### Written instruction
Pick out each line in the entries below that contains the word "point", and copy those lines. Match the case exactly.

### Data to use

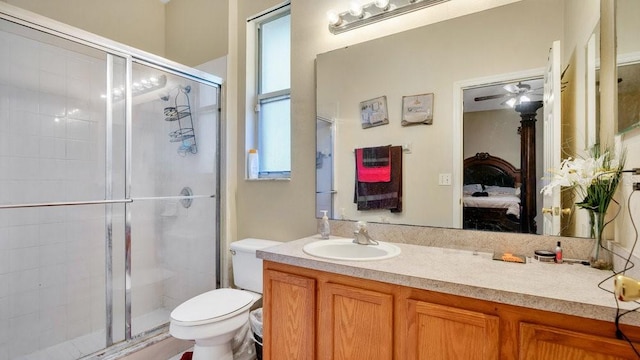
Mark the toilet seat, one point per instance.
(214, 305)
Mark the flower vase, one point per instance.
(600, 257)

---

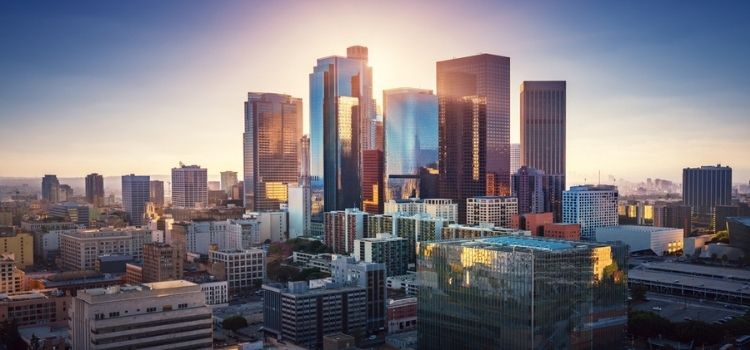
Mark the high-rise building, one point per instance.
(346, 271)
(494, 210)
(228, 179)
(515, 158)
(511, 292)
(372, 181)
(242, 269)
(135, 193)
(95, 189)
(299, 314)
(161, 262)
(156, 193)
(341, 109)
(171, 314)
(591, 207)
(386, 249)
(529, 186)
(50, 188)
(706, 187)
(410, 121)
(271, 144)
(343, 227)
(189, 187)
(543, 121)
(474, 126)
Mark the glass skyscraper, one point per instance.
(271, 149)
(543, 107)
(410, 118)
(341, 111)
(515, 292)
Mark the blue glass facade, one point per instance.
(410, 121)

### Full response
Mark the toilet seat, one point per instance.
Mark the flower vase, one point per instance.
Mark the high-rise building, one point per instance.
Mark the glass skyscraper, one point per instance.
Mark the blue glass facade, one point per instance.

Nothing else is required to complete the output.